Nothing but the line with "Domain: match analytics." and the lines after it, through the end of the records below, is to be repeated, exactly as it is.
Start of Input data
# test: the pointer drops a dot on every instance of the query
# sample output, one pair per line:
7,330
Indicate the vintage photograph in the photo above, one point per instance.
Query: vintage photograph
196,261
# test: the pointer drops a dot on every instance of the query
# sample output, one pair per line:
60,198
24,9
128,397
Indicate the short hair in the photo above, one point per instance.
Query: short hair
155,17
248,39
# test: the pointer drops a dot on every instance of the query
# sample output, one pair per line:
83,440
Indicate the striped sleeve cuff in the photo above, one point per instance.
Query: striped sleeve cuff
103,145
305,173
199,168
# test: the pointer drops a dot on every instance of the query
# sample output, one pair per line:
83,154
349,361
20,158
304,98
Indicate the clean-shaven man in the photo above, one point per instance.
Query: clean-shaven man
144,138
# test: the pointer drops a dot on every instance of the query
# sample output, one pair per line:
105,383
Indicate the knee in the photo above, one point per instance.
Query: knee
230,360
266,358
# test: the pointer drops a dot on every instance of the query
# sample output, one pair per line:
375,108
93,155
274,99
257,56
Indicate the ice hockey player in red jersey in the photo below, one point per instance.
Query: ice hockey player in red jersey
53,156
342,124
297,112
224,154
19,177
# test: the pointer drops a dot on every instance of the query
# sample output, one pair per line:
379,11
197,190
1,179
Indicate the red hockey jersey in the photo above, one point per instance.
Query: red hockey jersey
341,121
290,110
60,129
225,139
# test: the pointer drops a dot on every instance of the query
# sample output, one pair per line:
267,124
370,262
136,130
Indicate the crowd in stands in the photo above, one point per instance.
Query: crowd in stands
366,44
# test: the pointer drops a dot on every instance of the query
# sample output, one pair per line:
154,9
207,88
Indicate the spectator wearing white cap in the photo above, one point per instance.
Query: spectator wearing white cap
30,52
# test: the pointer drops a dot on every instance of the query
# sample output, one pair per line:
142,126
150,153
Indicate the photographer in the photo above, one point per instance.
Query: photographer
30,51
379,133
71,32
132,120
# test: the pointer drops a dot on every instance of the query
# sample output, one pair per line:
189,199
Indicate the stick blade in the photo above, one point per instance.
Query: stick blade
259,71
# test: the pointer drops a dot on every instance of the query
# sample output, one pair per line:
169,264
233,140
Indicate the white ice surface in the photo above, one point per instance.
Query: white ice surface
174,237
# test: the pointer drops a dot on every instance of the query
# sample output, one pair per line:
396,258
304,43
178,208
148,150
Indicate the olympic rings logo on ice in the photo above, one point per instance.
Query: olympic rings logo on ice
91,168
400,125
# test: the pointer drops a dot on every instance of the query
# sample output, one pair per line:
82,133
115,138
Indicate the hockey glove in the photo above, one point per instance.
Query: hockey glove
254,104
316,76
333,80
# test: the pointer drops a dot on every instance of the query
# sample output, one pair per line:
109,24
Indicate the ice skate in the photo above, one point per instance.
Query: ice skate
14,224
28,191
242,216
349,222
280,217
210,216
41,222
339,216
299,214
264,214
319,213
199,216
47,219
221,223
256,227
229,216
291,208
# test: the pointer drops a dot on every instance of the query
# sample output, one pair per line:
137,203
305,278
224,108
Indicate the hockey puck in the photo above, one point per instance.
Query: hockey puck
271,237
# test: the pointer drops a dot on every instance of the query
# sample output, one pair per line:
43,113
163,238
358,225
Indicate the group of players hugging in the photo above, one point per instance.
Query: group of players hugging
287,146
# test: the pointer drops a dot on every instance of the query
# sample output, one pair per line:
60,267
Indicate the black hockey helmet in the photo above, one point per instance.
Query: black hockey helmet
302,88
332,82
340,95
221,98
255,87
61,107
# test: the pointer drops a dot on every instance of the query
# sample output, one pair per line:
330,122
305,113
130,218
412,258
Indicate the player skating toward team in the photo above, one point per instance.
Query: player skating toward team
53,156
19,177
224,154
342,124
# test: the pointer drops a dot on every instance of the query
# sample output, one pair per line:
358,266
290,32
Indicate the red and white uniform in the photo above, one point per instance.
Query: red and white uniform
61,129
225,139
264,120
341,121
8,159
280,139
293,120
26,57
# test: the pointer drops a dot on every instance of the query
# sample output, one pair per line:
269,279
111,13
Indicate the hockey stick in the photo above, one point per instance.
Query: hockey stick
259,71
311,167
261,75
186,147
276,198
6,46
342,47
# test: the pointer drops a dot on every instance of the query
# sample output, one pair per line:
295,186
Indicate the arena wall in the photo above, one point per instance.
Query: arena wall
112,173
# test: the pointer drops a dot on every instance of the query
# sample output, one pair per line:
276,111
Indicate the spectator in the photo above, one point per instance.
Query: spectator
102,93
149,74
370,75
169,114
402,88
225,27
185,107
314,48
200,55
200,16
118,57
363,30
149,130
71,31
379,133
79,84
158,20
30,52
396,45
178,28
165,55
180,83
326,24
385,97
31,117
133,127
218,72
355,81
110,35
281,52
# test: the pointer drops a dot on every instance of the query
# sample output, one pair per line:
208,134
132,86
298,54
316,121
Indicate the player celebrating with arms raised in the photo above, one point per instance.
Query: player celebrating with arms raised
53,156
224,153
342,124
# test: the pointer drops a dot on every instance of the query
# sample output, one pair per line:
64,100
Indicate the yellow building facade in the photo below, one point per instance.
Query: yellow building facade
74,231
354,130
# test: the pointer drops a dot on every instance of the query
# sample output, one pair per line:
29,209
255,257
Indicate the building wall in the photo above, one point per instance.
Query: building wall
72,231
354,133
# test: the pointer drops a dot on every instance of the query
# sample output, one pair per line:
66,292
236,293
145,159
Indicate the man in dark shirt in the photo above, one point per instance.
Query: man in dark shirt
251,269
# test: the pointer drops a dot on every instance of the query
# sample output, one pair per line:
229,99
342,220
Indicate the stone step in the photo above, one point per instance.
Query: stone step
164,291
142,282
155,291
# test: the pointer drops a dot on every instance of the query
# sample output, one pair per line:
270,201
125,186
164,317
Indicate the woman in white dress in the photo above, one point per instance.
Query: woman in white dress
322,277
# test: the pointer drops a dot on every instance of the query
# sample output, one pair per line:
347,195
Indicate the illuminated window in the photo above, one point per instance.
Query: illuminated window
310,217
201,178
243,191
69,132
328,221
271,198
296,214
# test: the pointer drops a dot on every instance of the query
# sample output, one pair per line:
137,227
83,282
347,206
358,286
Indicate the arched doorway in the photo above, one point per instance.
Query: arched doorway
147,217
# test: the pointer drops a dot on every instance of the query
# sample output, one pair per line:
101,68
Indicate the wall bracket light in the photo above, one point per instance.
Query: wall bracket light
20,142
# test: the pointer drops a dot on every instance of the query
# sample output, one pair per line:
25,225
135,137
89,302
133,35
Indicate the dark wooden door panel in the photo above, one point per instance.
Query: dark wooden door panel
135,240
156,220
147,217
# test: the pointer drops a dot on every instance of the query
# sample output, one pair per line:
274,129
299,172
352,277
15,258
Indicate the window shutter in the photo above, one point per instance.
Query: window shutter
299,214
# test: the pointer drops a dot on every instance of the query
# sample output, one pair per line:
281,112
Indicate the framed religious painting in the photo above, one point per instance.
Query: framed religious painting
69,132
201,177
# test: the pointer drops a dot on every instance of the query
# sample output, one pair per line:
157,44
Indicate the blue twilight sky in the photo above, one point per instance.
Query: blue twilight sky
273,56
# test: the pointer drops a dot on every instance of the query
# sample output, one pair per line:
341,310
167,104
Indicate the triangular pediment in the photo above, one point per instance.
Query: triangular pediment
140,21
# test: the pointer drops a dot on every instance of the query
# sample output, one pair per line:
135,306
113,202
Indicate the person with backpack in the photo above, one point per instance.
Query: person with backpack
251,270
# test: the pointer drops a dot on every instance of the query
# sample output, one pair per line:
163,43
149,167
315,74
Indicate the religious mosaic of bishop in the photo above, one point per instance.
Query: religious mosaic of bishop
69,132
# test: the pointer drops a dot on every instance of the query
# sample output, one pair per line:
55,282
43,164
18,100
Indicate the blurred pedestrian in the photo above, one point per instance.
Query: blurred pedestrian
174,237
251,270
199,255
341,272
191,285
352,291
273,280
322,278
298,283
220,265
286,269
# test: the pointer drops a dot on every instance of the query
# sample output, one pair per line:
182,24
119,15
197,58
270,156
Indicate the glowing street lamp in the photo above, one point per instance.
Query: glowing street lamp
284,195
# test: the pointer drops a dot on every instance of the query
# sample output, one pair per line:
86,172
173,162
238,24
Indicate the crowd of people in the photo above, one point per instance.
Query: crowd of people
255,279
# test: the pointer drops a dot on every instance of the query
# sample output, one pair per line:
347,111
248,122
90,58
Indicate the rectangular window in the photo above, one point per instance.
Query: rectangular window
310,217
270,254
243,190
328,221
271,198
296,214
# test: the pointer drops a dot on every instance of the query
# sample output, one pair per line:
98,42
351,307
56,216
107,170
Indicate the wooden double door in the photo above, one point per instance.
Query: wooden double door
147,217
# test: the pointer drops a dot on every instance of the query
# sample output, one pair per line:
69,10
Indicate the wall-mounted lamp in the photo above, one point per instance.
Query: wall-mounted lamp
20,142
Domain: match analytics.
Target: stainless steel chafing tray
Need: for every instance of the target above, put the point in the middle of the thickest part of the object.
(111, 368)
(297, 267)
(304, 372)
End of Input data
▶ Solved problem:
Domain: match analytics.
Target: stainless steel chafing tray
Need: for every instance of the target above, put the point in the middle of the thickest part of the object.
(111, 368)
(297, 267)
(304, 372)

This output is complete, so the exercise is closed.